**Provided entries**:
= = = =
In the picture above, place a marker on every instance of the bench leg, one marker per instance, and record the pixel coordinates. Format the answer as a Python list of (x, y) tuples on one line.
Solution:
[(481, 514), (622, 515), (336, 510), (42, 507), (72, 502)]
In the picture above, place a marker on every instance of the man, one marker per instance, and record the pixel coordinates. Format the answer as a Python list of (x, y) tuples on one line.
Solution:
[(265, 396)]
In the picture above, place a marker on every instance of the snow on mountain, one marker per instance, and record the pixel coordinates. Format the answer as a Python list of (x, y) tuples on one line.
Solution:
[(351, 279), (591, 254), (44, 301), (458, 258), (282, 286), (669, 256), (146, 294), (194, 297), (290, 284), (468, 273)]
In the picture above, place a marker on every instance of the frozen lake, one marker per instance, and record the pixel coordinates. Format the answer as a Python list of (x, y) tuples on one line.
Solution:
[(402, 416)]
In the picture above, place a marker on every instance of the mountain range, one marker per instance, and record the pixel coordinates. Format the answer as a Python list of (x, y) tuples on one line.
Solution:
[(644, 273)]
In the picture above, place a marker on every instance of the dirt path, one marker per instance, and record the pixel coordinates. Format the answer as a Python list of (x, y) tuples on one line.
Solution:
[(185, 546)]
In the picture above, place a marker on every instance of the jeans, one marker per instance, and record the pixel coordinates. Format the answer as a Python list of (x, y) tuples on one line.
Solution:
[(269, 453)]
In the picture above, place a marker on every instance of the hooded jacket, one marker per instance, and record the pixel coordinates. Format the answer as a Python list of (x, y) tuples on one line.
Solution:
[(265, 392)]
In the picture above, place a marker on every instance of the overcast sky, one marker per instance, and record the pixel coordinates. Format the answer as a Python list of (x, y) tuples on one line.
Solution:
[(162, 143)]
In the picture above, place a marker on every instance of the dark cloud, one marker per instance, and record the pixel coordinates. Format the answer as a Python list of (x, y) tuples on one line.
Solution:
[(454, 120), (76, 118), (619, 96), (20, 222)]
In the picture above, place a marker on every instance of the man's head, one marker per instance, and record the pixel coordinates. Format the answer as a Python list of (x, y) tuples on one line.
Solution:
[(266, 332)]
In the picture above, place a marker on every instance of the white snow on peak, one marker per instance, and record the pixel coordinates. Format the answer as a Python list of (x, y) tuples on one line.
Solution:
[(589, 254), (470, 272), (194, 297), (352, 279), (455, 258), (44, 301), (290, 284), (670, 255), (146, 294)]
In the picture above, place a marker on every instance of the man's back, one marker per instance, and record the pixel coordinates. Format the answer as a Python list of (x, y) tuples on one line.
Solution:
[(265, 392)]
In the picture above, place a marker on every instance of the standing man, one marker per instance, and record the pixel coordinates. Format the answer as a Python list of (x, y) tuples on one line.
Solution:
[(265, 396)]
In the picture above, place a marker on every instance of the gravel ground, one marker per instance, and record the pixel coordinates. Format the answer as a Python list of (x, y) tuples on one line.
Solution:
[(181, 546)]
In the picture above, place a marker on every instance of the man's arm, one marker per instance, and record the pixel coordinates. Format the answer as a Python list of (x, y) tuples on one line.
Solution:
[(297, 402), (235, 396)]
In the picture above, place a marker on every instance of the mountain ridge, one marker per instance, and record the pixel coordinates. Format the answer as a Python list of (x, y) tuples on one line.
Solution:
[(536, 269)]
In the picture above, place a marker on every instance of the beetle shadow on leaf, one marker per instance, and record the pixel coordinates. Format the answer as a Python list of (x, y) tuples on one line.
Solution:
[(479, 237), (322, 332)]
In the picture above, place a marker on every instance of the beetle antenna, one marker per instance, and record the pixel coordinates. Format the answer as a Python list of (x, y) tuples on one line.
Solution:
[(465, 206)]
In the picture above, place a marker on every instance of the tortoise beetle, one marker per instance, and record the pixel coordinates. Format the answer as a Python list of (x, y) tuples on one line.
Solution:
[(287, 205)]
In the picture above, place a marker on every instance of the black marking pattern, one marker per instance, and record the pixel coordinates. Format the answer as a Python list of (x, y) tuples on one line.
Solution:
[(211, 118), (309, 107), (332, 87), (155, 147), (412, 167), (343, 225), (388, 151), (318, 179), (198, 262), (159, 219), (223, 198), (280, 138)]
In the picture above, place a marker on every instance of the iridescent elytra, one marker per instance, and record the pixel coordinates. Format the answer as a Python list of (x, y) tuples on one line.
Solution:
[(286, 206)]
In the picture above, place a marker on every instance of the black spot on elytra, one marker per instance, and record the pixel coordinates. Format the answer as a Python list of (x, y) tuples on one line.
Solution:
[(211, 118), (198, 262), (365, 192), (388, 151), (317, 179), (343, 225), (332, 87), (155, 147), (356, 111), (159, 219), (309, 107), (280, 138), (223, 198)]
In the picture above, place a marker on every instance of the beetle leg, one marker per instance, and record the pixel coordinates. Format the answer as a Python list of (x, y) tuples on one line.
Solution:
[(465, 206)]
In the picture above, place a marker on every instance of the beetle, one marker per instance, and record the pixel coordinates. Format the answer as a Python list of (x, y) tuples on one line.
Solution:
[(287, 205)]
= = = =
**Written request**: Copy the items from the start through the line containing "[(162, 143)]", swapping every "Solution" for "Answer" and changing nothing else.

**Written reply**:
In the picture above, place a marker on every instance of the bench leg, one marker per instance, and record the pixel coordinates. Format the answer as a Python list of (x, y) tuples on one line.
Answer:
[(481, 514), (622, 515), (336, 510), (42, 507), (72, 502)]
In the picture above, place a marker on every instance of the man, one marker per instance, and record the pixel coordinates. Format the answer as a Python list of (x, y) tuples on one line.
Answer:
[(265, 396)]
In the picture above, place a marker on every instance of the snow on mountain, one marker per instance, and record the pixel coordinates. Format the answer as a Python list of (x, y) tuples on one line.
Answer:
[(351, 279), (591, 254), (44, 301), (458, 258), (282, 286), (669, 256), (146, 294), (194, 297), (290, 284), (468, 273)]
In the picture above, place a marker on every instance of the frozen lake, one marker per instance, and record the pixel coordinates. Format the answer as a Python list of (x, y) tuples on one line.
Answer:
[(402, 416)]
In the picture above, place a marker on every instance of the mountain range, one marker per instance, and record the pixel coordinates. Format the answer as a Python list of (x, y) tuples on one line.
Answer:
[(644, 273)]
In the picture above, place a marker on every instance of the dirt path, one marker per instance, and record the pixel coordinates. Format the answer as a Python list of (x, y) tuples on one line.
Answer:
[(185, 546)]
In the picture above, place a marker on every instance of the jeans, one marker per instance, and record the pixel coordinates. Format the answer as a Python list of (x, y) tuples on one line.
Answer:
[(269, 453)]
In the picture above, place a marker on every instance of the hooded jacket, one marker per instance, and record the pixel coordinates. Format the answer as a Python list of (x, y) tuples on one line.
Answer:
[(265, 392)]
In the picture above, place a marker on every instance of the overcast sky, one marker per instance, and record the pixel coordinates. Format the answer as a Python list of (x, y) tuples on one line.
Answer:
[(162, 143)]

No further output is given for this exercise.